» Exercise
All of the entries should be restated word for word, but without their pictures.

» Stored data entries
___

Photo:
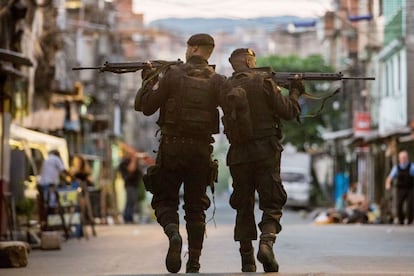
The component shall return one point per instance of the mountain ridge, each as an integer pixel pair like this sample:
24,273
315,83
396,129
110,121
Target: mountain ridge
219,24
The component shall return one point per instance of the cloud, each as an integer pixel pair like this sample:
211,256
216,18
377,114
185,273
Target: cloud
237,9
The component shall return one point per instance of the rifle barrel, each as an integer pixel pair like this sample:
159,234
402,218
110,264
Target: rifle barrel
86,68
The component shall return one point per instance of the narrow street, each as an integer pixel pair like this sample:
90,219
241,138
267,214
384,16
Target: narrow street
302,248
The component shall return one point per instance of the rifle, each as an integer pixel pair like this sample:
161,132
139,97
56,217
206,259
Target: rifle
311,76
127,67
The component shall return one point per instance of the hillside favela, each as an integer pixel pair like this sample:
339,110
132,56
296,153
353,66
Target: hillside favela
115,161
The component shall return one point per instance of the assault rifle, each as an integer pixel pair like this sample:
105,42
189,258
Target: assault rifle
127,67
311,76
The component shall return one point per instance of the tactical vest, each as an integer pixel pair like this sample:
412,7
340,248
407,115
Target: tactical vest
258,118
192,109
404,179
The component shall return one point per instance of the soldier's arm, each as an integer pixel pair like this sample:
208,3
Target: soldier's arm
286,107
151,97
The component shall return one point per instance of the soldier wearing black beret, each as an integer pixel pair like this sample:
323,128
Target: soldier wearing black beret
187,97
253,108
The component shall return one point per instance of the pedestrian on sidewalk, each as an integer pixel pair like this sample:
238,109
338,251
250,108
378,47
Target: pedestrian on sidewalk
130,169
403,172
187,96
253,110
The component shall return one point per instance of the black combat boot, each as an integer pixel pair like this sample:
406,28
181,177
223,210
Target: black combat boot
195,233
265,254
248,261
247,256
173,259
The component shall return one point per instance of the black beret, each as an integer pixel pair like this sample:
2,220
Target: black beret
201,39
242,51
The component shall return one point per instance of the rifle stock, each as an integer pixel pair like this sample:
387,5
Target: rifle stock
127,67
310,76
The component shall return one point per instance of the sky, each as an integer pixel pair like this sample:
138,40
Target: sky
234,9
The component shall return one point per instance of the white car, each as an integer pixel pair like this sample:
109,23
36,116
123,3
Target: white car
298,186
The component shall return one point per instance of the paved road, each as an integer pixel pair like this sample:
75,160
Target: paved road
302,248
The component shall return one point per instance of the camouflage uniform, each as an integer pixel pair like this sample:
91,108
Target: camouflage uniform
187,98
256,103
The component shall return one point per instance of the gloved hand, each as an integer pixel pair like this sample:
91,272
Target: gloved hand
149,75
297,86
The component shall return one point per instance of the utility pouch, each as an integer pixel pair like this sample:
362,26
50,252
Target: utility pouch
213,174
151,178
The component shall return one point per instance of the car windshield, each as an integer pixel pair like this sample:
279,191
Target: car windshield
292,177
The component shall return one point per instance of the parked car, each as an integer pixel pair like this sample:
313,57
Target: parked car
295,172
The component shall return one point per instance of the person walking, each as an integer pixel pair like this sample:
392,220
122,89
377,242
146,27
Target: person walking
403,172
51,173
131,172
253,109
187,96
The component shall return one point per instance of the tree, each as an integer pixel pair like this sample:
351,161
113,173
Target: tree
317,114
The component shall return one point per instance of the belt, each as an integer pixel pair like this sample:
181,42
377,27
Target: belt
170,139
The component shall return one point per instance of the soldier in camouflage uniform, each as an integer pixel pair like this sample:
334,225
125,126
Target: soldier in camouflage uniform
187,96
253,110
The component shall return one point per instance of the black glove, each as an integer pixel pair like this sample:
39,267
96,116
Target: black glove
297,86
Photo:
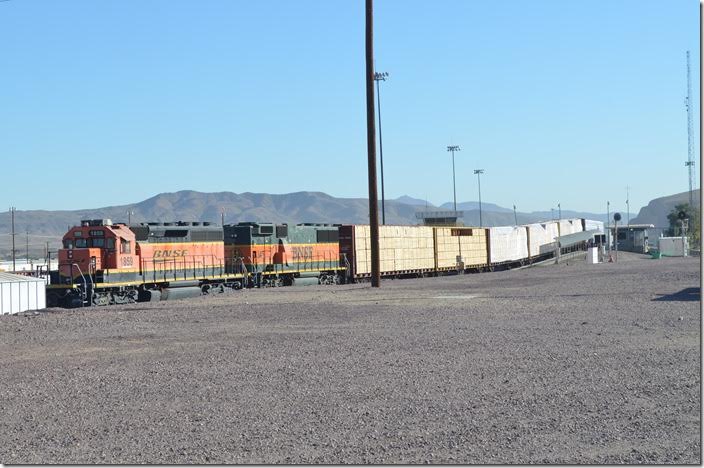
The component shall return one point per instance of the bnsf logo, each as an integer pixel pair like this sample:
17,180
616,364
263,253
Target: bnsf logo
170,253
302,252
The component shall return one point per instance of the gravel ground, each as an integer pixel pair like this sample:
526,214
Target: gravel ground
568,363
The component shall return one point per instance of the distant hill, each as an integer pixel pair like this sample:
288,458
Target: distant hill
475,206
414,201
657,210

___

» Result
Photo:
The component shall return one point per instance of the mountain ridge, each as an integer pixel pair like this sample:
24,273
315,83
396,129
110,121
Target: mountain ridge
219,24
The component shall return one point per instance of the cloud, each as an integer pixel pair like this sample:
211,256
216,18
377,114
185,273
Target: cloud
237,9
The component shall return one point per instance of the rifle barrel, each as an integer pixel pair like this sample:
159,234
402,218
110,264
Target: rifle barrel
86,68
The component shall return one point per instance of the narrow street, each as an integer pixel pair like this sample:
90,219
241,138
267,214
384,16
Target: narrow street
302,248
The component shall return one point per instance of the rifle, each as an integer pixel pair like this sample:
161,132
139,97
56,217
206,259
Target: rifle
311,76
127,67
The component shall return one point per instance of the hillside favela, each as an integer pixel pair like this sample:
339,110
132,56
296,153
353,66
Target: hillside favela
115,161
The component shall return one point per instance of the assault rifle, each as an integer pixel pair like this sample:
105,42
189,258
Target: assault rifle
127,67
311,76
The component shall return one point per instance of the tactical vest, each as an integer pixel pair like this sample:
412,7
340,248
407,115
Target: tactical vest
258,118
192,109
404,179
The component shall return one point per instance of the soldier's arm, each as an integer pixel pair like this sample:
208,3
Target: soldier's arm
286,107
151,97
The component shall return one point per instance of the soldier wearing black beret, each as an integer pixel pair like this sample:
323,128
Target: soldier wearing black beret
187,97
253,108
The component shall return one point per instance of the pedestrian on sidewalk, each as an integer pixel pair like this sample:
238,109
338,251
250,108
378,47
Target: pedestrian on sidewalk
130,169
403,172
187,96
253,110
The component shall return one point per instance of the black combat boot, each as an integer pixel pair like this sample:
406,28
181,177
223,210
Target: black combat boot
195,233
265,254
248,261
247,256
173,259
The component shall return one point per instance of the black beret, each as an integer pixel pair like this sample:
2,220
Target: black beret
201,39
242,51
The component shall return one point per instance of the rifle stock, each as an integer pixel pair like this sample:
387,5
Target: rifle stock
127,67
310,76
The component shall return one point per instance of the sky, each as an integer pixel pair like this sample:
138,40
Target: sky
234,9
The component shall return one point per instance of the white car, each as an integer pixel pair like this sample:
109,23
36,116
123,3
Target: white car
298,186
The component shall return one point per instance of the paved road, each as an integer pixel pair like this sample:
75,160
Target: paved road
302,248
The component shall return one point per instance of the camouflage uniform, each as an integer pixel pair like this sample:
91,108
Target: camouflage uniform
187,98
256,103
The component shall return one point per instance of the gloved hand, each as an integer pixel pair like this sample:
91,272
Target: gloved hand
149,75
297,86
The component shall return one point per instance of the utility pouch, each as an integer pixel pair like this sample:
362,26
50,252
Target: utility pouch
213,174
151,178
The component shall return one point per instance of the car windshield, each as an integer pixel pair like this sample:
279,191
Target: car windshield
292,177
The component shall return one point per instance of the parked car, each as an integer pixel pair like this sample:
313,57
Target: parked car
295,172
The component shall return one point per instance of the person walking, each as an integer pixel pair like this sample:
392,220
122,89
377,242
146,27
Target: person walking
403,172
51,173
131,172
253,109
187,96
The component shall return one point per instance of the tree, each as an integer pixel pair like this sample:
351,161
113,173
Target: tree
317,114
The component shall return one point per instance of the belt, each as an integer pixel pair like this sample:
181,42
377,27
Target: belt
170,139
The component shall return one point per instance of the soldier in camouflage uniform, each as an integer pixel pair like this sample:
334,225
125,126
Target: soldier in camouflage uniform
187,96
253,110
The component shall return one point per instance of the black glove, each as an integer pixel pair like this sample:
39,267
96,116
Target: black glove
297,86
Photo:
The component shall return one point per instance of the bnsf logo, each as an integer pixel pair like this sample:
17,180
616,364
263,253
Target: bnsf logo
170,253
302,252
The component shall return one point per instance of the gravel ground, each as an integer pixel pair like this sample:
526,214
Target: gravel ground
568,363
The component shall return one point per instance of the distant hill, each as an integer pixel pair like this sample:
288,458
Target: distant hill
475,206
414,201
657,210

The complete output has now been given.